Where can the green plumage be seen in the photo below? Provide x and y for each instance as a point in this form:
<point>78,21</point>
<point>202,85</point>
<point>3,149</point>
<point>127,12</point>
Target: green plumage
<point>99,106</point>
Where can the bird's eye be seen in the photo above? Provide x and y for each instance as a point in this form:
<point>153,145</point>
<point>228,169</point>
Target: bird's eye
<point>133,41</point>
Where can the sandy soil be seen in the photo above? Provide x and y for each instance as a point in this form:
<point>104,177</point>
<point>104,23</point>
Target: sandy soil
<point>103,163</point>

▶ **WHAT YOU WILL DO**
Convert all the items above into a Markdown table with two columns, Row and Line. Number each nonblank line in order and put its text in Line.

▶ **ANSWER TO THE TASK**
| Row | Line |
|---|---|
| 1 | Where can the green plumage be seen in the photo below? Provide x and y for each instance as a point in this form: |
| 2 | <point>78,21</point> |
| 3 | <point>202,85</point> |
| 4 | <point>3,149</point> |
| 5 | <point>127,12</point> |
| 6 | Target: green plumage |
| 7 | <point>99,106</point> |
| 8 | Where can the bird's eye be seen in the photo above? Provide x and y for each instance as a point in this form: |
| 9 | <point>153,145</point> |
| 10 | <point>228,169</point> |
| 11 | Target: bird's eye |
| 12 | <point>133,41</point> |
| 13 | Where can the sandy soil be seen in the photo above? Provide x and y for each instance as a point in this form: |
| 14 | <point>104,177</point> |
| 15 | <point>104,23</point> |
| 16 | Target: sandy soil |
| 17 | <point>103,163</point> |